• **What to do**
1) According to the vitamin D passage, how much vitamin D does a single twenty-minute, full body exposure to summer sun deliver into the circulation of most people within 48 hours?
2) Using the vitamin D passage, explain in one to three sentences why people who avoid ultraviolet light must take dietary supplements.
3) Summarize the vitamin D passage in two sentences.

• **Text section**
● ● ●

The vitamin D steroid hormone system has always had its origins in the skin, not in the mouth. Until quite recently, when dermatologists and governments began warning us about the dangers of sunlight, humans made enormous quantities of vitamin D where humans have always made it, where naked skin meets the ultraviolet B radiation of sunlight.

We just cannot get adequate amounts of vitamin D from our diet. If we don’t expose ourselves to ultraviolet light, we must get vitamin D from dietary supplements.

The third way vitamin D is different from other vitamins is the dramatic difference between natural vitamin D nutrition and the modern one. Today, most humans only make about a thousand units of vitamin D a day from sun exposure; many people, such as the elderly or African Americans, make much less than that. How much did humans normally make?

A single, twenty-minute, full body exposure to summer sun will trigger the delivery of 20,000 units of vitamin D into the circulation of most people within 48 hours. Twenty thousand units, that’s the single most important fact about vitamin D.

Compare that to the 100 units you get from a glass of milk, or the several hundred daily units the U.S. government recommend as “Adequate Intake.” It’s what we call an “order of magnitude” difference.

Humans evolved naked in sub-equatorial Africa, where the sun shines directly overhead much of the year and where our species must have obtained tens of thousands of units of vitamin D every day, in spite of our skin developing heavy melanin concentrations (racial pigmentation) for protecting the deeper layers of the skin.

Even after humans migrated to temperate latitudes, where our skin rapidly lightened to allow for more rapid vitamin D production, humans worked outdoors. However, in the last three hundred years, we began to work indoors; in the last one hundred years, we began to travel inside cars; in the last several decades, we began to lather on sunblock and consciously avoid sunlight.

All of these things lower vitamin D blood levels. The inescapable conclusion is that vitamin D levels in modern humans are not just low - they are aberrantly low.

● ● ●

• **Record extracts**
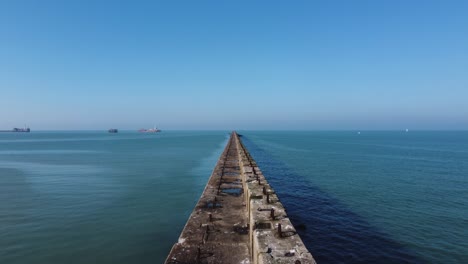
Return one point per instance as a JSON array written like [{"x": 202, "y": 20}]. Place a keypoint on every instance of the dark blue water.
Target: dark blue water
[
  {"x": 377, "y": 197},
  {"x": 93, "y": 197}
]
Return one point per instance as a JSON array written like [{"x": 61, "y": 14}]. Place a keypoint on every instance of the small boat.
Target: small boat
[
  {"x": 151, "y": 130},
  {"x": 25, "y": 130}
]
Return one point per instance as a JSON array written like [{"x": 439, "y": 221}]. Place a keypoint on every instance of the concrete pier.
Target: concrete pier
[{"x": 239, "y": 218}]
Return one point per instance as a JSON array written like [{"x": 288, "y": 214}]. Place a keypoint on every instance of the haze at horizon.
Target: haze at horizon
[{"x": 243, "y": 65}]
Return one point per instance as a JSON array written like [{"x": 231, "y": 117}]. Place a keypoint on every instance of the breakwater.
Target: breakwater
[{"x": 238, "y": 218}]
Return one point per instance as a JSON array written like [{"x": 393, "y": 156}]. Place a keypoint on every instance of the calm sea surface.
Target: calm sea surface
[{"x": 94, "y": 197}]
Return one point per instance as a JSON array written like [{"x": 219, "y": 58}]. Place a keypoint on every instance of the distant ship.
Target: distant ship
[
  {"x": 25, "y": 129},
  {"x": 151, "y": 130}
]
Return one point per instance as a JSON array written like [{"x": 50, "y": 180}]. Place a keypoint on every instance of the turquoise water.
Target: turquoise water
[{"x": 94, "y": 197}]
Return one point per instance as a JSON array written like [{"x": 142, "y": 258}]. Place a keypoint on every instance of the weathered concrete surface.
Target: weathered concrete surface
[{"x": 239, "y": 218}]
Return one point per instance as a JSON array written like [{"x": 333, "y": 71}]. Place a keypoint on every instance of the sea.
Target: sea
[{"x": 368, "y": 197}]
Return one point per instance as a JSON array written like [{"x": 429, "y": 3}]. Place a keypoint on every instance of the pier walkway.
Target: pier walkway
[{"x": 239, "y": 218}]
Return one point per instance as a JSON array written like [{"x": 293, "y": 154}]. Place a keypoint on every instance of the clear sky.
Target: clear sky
[{"x": 234, "y": 64}]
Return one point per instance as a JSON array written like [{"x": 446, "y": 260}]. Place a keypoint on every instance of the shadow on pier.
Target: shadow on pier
[{"x": 329, "y": 229}]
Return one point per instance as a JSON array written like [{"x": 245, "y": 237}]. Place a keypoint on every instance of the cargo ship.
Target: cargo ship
[
  {"x": 151, "y": 130},
  {"x": 25, "y": 129}
]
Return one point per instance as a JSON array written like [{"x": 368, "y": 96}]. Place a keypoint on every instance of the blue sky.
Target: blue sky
[{"x": 234, "y": 64}]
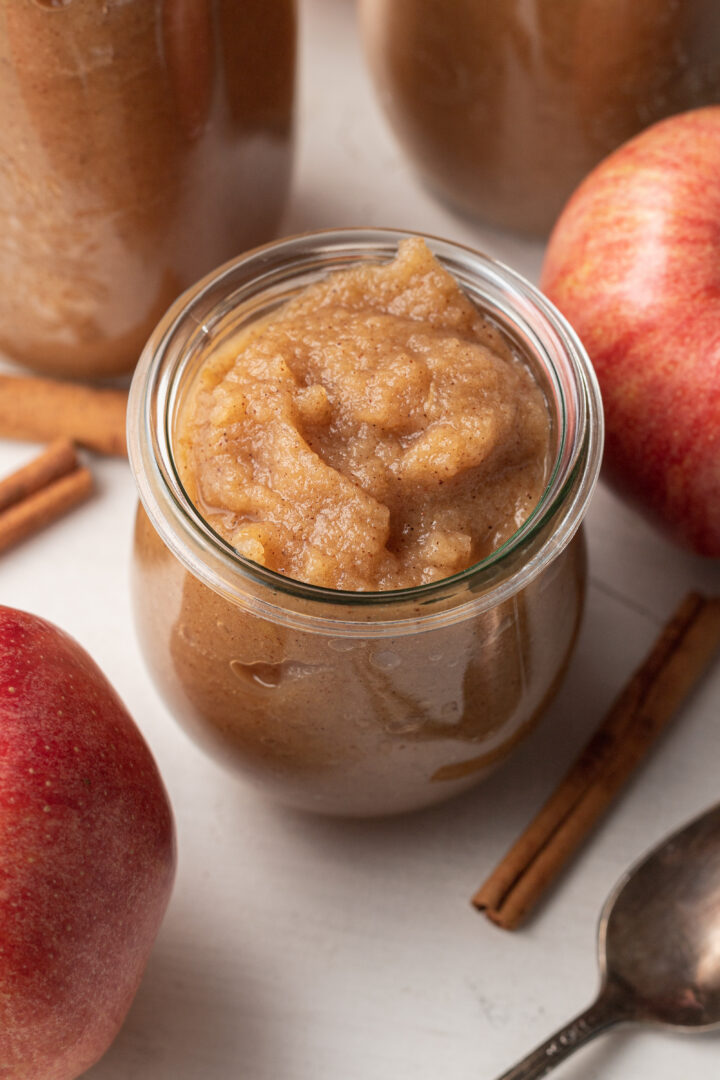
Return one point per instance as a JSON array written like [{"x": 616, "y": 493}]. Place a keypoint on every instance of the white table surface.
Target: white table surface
[{"x": 297, "y": 948}]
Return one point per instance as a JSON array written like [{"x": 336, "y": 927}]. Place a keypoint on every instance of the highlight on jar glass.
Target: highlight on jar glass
[
  {"x": 144, "y": 142},
  {"x": 503, "y": 107},
  {"x": 363, "y": 461}
]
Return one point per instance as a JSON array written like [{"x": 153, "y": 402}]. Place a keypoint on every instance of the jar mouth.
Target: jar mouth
[{"x": 268, "y": 275}]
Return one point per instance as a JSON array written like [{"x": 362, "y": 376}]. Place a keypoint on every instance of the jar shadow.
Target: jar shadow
[
  {"x": 479, "y": 825},
  {"x": 184, "y": 1021}
]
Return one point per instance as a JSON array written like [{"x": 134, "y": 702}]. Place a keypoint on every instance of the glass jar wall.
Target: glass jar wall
[
  {"x": 143, "y": 143},
  {"x": 504, "y": 105},
  {"x": 360, "y": 703}
]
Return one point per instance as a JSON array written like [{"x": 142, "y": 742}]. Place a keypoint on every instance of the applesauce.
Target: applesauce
[
  {"x": 504, "y": 106},
  {"x": 361, "y": 701},
  {"x": 141, "y": 143},
  {"x": 376, "y": 433}
]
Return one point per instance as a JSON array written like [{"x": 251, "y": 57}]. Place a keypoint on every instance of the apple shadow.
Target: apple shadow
[{"x": 182, "y": 1021}]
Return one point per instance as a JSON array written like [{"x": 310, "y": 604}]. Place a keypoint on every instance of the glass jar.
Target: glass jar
[
  {"x": 141, "y": 143},
  {"x": 356, "y": 703},
  {"x": 505, "y": 105}
]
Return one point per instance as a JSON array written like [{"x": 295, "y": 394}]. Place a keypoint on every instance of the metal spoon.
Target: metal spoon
[{"x": 659, "y": 947}]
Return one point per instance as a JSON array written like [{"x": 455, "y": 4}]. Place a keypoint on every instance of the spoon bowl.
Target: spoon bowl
[{"x": 659, "y": 947}]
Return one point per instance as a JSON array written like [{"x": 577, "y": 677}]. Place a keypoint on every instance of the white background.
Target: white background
[{"x": 298, "y": 948}]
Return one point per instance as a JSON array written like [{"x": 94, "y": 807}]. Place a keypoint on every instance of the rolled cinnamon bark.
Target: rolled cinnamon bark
[{"x": 44, "y": 409}]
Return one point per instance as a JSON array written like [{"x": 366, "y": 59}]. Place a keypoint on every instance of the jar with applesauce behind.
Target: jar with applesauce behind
[
  {"x": 504, "y": 105},
  {"x": 356, "y": 702},
  {"x": 141, "y": 143}
]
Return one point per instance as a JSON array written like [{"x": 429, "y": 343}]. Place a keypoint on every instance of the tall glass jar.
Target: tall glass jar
[
  {"x": 505, "y": 105},
  {"x": 356, "y": 703},
  {"x": 141, "y": 143}
]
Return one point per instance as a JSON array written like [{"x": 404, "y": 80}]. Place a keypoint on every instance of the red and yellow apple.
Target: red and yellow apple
[
  {"x": 634, "y": 264},
  {"x": 86, "y": 854}
]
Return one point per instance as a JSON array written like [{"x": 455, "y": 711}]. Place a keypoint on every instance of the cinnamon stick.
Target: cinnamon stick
[
  {"x": 38, "y": 510},
  {"x": 44, "y": 409},
  {"x": 640, "y": 714},
  {"x": 58, "y": 459}
]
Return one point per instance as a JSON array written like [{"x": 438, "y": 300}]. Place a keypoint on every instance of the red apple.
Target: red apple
[
  {"x": 86, "y": 854},
  {"x": 634, "y": 262}
]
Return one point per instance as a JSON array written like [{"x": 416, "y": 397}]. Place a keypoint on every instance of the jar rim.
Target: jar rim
[{"x": 499, "y": 291}]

● ● ●

• **Solutions per task**
1) 20,000 units.

2) Humans cannot get adequate amounts of vitamin D from diet. The body makes vitamin D where skin meets the ultraviolet B radiation of sunlight, so without that exposure, supplements are the remaining source.

3) Humans make vitamin D in skin exposed to ultraviolet B sunlight, and a single twenty-minute, full body summer exposure delivers about 20,000 units, an order of magnitude more than a glass of milk or the government's "Adequate Intake." Because people now work indoors, travel in cars, use sunblock, and avoid sunlight, modern vitamin D levels are aberrantly low.